- **Your goal**:
Take from the data every line in which the word "studio" is found.

- **Supplied records**:

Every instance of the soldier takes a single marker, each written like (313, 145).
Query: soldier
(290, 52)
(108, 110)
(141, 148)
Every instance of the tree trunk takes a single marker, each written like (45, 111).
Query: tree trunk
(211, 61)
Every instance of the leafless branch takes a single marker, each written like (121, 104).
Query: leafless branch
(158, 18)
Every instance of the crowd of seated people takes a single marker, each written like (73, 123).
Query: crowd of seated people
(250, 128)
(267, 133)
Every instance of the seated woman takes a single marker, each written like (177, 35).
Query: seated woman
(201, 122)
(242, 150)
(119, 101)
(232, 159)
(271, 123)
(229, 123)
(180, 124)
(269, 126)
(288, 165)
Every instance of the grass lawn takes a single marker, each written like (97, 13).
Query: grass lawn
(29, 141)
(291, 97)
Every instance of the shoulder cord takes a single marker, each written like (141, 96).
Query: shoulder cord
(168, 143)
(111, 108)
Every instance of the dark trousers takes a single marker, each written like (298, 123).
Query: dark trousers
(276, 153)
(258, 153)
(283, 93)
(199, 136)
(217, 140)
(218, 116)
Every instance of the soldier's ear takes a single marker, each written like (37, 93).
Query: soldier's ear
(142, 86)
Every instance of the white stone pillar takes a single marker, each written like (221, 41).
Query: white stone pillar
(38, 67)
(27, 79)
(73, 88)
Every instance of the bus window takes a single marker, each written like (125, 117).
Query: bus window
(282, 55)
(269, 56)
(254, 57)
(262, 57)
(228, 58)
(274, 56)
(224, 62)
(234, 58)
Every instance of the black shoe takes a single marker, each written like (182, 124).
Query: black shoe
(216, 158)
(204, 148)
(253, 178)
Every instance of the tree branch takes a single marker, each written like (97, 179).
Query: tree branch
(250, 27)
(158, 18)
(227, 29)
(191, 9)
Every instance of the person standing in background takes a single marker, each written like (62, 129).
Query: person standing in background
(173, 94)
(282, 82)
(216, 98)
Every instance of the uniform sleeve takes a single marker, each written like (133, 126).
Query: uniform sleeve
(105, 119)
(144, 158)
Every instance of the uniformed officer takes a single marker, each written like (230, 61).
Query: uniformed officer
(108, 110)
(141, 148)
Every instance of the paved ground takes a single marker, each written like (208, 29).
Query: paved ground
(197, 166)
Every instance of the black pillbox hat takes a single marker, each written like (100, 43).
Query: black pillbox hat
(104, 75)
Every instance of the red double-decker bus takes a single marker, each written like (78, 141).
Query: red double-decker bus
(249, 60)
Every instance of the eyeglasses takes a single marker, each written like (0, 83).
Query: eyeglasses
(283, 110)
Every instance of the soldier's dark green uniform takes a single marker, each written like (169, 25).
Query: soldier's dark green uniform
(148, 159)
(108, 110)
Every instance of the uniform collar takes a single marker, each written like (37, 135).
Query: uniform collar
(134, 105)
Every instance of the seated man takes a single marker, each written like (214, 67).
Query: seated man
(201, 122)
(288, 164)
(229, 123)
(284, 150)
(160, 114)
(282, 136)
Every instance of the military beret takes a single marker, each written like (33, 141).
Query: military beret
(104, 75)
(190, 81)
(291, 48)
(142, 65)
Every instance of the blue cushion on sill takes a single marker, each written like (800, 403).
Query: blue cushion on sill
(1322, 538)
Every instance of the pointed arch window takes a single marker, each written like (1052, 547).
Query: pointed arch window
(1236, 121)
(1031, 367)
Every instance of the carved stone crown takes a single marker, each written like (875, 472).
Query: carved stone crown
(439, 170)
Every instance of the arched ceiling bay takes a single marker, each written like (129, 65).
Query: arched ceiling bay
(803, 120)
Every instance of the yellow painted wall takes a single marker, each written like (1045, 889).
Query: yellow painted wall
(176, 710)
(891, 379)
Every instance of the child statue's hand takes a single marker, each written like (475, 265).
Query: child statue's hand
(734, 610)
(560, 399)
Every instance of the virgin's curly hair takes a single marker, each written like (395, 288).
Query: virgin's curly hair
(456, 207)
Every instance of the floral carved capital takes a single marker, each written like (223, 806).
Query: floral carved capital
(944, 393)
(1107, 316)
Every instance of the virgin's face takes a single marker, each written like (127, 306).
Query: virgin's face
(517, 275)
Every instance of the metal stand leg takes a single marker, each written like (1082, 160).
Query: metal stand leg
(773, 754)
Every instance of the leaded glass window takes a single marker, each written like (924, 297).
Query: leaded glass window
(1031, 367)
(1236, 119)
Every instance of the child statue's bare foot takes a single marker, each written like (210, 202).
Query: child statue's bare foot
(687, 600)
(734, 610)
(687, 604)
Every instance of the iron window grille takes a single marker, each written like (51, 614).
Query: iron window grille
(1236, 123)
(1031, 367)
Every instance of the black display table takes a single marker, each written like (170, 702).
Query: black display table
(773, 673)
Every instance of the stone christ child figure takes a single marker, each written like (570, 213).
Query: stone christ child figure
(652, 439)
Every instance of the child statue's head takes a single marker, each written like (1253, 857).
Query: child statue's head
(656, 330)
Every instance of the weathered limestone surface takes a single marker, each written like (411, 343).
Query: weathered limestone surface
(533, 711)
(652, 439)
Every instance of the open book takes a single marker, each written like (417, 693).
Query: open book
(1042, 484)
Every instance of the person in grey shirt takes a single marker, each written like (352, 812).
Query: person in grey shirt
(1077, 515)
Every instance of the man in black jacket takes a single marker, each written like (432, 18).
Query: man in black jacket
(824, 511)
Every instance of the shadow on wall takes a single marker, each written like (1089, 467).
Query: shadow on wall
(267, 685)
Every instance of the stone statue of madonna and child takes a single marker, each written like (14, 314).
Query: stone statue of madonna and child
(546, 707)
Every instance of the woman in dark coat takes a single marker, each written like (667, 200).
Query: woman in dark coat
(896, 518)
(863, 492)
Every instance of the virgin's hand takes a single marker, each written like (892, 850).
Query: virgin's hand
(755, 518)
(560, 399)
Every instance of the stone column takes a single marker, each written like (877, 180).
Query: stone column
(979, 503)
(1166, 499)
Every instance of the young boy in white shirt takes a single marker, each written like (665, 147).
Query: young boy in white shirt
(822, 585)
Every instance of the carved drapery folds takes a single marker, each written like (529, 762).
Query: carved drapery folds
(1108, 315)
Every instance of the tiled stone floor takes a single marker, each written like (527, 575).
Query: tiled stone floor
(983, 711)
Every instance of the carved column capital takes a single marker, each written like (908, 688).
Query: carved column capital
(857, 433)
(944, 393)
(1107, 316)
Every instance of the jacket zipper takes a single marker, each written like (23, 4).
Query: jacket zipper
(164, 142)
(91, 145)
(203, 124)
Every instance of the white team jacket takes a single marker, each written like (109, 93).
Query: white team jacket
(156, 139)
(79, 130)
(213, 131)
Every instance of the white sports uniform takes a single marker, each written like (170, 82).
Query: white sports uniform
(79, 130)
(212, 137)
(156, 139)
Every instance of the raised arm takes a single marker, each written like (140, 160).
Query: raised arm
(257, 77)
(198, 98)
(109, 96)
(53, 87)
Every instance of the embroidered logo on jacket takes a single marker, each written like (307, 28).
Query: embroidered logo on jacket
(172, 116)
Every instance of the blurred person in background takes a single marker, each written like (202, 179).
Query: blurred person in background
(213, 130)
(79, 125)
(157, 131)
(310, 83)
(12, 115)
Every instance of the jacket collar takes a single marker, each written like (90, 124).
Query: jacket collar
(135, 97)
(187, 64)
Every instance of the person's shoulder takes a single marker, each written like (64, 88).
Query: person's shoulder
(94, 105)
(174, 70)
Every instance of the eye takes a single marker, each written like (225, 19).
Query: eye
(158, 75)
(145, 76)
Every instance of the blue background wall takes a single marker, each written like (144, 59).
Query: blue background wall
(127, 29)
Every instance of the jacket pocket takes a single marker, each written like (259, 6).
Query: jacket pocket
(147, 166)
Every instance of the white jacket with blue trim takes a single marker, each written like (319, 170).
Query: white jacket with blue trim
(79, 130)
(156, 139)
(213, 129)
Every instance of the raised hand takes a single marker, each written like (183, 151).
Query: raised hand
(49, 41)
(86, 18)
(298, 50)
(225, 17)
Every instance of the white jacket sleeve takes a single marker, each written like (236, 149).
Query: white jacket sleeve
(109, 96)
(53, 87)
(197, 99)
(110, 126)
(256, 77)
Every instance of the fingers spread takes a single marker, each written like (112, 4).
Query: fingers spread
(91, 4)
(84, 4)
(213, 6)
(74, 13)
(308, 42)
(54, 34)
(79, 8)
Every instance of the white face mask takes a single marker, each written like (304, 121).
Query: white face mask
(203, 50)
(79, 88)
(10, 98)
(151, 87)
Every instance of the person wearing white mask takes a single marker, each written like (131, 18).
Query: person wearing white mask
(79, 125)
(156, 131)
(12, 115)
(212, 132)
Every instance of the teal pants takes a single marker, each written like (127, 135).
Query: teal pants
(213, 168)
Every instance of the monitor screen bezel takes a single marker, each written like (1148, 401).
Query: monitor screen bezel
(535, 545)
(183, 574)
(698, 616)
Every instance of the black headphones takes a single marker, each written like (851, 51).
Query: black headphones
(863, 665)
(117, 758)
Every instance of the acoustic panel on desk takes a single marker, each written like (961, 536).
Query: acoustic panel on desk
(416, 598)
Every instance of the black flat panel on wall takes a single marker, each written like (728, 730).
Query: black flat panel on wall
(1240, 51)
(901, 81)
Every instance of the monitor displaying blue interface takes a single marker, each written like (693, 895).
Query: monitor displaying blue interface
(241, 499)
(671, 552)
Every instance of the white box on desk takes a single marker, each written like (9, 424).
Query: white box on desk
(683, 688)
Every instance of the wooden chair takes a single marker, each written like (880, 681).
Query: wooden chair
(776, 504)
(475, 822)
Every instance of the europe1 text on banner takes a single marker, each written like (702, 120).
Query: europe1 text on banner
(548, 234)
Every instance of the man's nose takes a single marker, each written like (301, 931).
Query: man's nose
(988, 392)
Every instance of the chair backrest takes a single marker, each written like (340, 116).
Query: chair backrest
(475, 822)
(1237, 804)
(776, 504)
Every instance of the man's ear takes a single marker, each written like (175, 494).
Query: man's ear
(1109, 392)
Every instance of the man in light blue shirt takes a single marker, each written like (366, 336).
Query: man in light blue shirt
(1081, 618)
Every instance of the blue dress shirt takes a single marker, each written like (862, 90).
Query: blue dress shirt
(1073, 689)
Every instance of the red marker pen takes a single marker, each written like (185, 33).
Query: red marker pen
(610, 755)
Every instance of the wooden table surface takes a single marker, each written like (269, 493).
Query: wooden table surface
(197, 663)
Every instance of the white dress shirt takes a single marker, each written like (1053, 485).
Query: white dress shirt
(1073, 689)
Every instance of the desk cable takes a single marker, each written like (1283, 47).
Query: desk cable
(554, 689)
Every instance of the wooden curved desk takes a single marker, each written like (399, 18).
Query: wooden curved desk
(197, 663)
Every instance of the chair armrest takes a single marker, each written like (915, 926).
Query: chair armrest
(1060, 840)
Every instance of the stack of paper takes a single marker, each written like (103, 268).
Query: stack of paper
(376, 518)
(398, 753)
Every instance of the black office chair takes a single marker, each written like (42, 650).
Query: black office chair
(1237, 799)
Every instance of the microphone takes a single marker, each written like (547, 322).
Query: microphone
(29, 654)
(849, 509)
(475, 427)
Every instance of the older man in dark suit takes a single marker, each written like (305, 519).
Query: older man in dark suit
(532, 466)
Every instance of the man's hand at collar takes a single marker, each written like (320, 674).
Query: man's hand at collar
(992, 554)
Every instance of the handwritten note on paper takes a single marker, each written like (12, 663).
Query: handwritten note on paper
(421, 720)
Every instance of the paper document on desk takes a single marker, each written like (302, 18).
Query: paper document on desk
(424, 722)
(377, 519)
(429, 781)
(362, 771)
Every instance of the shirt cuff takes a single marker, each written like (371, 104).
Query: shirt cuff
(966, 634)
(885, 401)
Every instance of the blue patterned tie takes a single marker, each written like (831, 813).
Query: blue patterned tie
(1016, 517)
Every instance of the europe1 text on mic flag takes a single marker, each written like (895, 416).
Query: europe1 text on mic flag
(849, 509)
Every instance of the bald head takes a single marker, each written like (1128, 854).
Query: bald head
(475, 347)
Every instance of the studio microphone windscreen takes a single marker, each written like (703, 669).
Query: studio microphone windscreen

- **Solution to this problem**:
Every instance of the studio microphone windscreen takes a single marker, each written like (703, 669).
Query: studio microphone windscreen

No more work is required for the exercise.